Starting at the line that holds "Task: identify the red metal", quote every line through the end of the records, both boundary lines included. Omit the pictures.

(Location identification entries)
--- Begin ---
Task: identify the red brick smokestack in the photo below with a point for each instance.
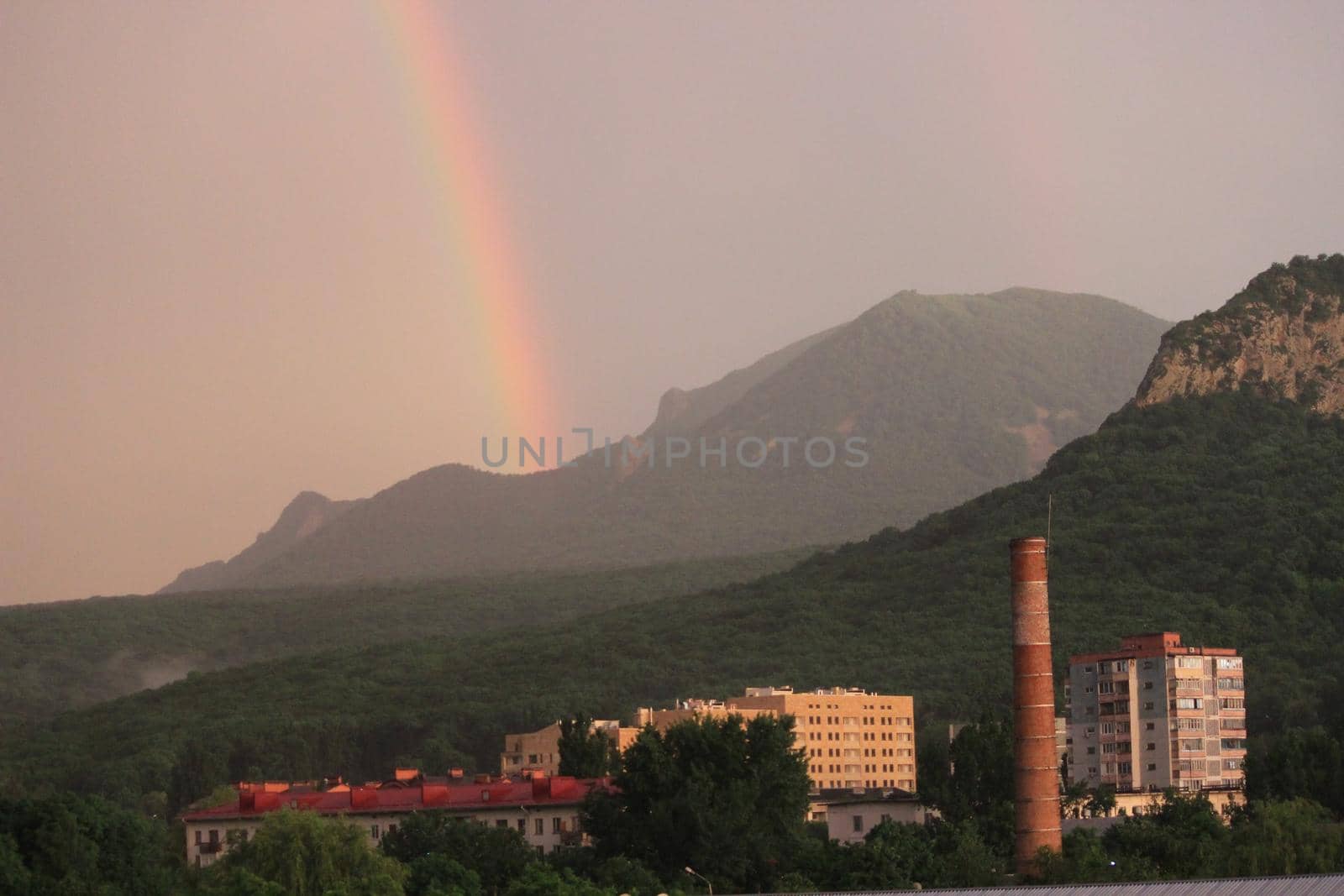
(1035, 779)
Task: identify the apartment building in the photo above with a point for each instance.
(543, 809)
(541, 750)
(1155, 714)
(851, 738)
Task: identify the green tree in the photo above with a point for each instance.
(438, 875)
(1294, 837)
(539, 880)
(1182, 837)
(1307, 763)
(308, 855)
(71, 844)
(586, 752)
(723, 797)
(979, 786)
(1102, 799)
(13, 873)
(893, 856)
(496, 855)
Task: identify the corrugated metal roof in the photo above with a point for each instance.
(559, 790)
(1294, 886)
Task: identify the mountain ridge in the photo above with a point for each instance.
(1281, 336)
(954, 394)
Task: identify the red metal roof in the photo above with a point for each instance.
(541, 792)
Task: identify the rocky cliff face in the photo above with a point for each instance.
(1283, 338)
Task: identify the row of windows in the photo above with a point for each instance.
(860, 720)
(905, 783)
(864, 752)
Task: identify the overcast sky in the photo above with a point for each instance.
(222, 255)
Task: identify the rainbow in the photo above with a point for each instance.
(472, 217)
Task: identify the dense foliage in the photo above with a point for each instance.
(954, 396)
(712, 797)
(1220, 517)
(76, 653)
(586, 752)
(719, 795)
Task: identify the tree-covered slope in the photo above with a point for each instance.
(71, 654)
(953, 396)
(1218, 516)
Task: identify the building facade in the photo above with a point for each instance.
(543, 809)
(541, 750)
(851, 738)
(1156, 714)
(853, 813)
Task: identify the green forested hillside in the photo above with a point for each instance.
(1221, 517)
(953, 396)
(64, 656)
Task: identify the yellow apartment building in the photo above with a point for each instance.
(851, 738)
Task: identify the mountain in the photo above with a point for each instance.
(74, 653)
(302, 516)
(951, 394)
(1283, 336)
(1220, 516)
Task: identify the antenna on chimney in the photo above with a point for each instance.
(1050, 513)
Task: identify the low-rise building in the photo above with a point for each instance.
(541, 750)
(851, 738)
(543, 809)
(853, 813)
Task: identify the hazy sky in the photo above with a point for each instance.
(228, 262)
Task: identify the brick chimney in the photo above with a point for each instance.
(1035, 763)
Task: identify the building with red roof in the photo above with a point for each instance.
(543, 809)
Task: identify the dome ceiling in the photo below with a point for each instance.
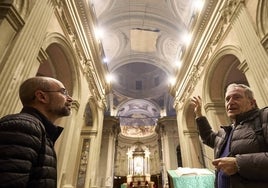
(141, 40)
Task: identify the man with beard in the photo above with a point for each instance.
--- End ---
• **EXERCISE SOLUTION**:
Task: identify the red metal roof in the photo above with a point for each instance.
(541, 792)
Task: identify the rocky cliff face in the photo above with a point for each instance.
(1283, 338)
Task: identify the row of windows in the photo above with a point for each instance.
(860, 720)
(905, 783)
(864, 752)
Task: identify the overcast sky in the photo above with a point for each instance.
(222, 255)
Task: identify the rainbow in the photo above with a point for each instance.
(472, 217)
Task: identify the dense foliage in the photo above with a point for each instance.
(954, 396)
(712, 797)
(1220, 517)
(76, 653)
(586, 752)
(719, 795)
Task: identify the tree-covered slope in the photo above with a point for each instance.
(71, 654)
(953, 396)
(1218, 516)
Task: identify the building facade in the photo above with a point for each instance.
(543, 809)
(541, 750)
(851, 738)
(1156, 714)
(853, 813)
Task: identify the green forested hillside in the photo above with a point for each instance.
(1221, 517)
(953, 396)
(64, 656)
Task: identify the yellow apartment building in the photo above with a point for each instance.
(851, 738)
Task: identify the mountain in the photo above with a point for each instance.
(74, 653)
(302, 516)
(951, 394)
(1283, 336)
(1220, 516)
Task: identify the antenna on chimney in the photo above with a point for each instance.
(1050, 513)
Task: identify the low-rise building in the photo above with a point for each instance.
(541, 750)
(851, 738)
(543, 809)
(853, 813)
Task: identify the hazy sky in the photo above with a point for each instance.
(228, 262)
Task: identify the brick chimney in the photo above with a point for each instance.
(1035, 763)
Task: identify the building with red roof in the photo above with a point for each instance.
(543, 809)
Task: identify the dome ceiling in the photo below with a point for each instance.
(141, 40)
Task: identify the man with beard in the photo above with a point for each instance.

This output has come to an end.